**Activity:** For each record here, output an exact copy.

**Listed entries:**
[Start of section]
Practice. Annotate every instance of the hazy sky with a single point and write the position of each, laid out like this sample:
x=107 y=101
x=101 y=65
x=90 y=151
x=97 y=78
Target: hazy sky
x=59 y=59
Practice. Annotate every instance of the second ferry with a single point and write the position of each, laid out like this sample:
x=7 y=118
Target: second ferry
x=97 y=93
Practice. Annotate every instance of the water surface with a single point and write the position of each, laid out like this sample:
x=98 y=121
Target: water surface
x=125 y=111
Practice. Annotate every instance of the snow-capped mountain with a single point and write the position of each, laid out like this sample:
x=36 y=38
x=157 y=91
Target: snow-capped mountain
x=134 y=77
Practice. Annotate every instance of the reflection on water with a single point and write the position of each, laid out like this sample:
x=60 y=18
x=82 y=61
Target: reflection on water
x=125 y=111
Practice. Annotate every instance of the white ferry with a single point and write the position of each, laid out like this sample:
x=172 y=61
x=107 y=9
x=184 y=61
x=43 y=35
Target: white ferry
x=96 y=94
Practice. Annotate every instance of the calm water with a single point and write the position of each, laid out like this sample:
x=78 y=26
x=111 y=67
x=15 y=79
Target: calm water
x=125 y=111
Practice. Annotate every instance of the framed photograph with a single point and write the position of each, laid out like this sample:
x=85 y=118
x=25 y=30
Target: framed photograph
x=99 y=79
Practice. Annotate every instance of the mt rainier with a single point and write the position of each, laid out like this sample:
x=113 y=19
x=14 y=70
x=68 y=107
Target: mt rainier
[End of section]
**Answer to this task:**
Practice. Annotate every instance of the hazy sky with a single point and write the position of each, laid out like this sample:
x=107 y=101
x=101 y=65
x=90 y=151
x=97 y=78
Target: hazy sky
x=59 y=59
Practice. Annotate every instance of the second ferry with a single point and write the position of each, laid out like this sample:
x=7 y=118
Target: second ferry
x=97 y=93
Practice. Annotate every instance of the water surface with a single point and write the position of each, laid out like this sample:
x=98 y=121
Target: water surface
x=125 y=111
Practice. Annotate every instance of the snow-capped mountain with a single point and write the position of each, laid out like this sample:
x=36 y=38
x=157 y=91
Target: snow-capped mountain
x=134 y=77
Practice. Annotate every instance of the reflection on water with a single point and write the position of each, laid out like this sample:
x=60 y=18
x=82 y=61
Target: reflection on water
x=125 y=111
Practice. Annotate every instance of the white ferry with a single point and write the position of each, laid out like this sample:
x=172 y=61
x=107 y=9
x=184 y=61
x=43 y=35
Target: white ferry
x=96 y=94
Practice. Annotate every instance of the calm water with a single point and write the position of each, laid out like this sample:
x=78 y=26
x=111 y=67
x=15 y=79
Target: calm water
x=125 y=111
Practice. Annotate every instance of the framed photograph with a single point and write the position of each, laid out like this sample:
x=85 y=118
x=25 y=30
Target: framed photograph
x=99 y=79
Practice. Annotate every instance of the mt rainier with a single point and write the position of each, laid out like this sample:
x=113 y=19
x=14 y=70
x=68 y=107
Target: mt rainier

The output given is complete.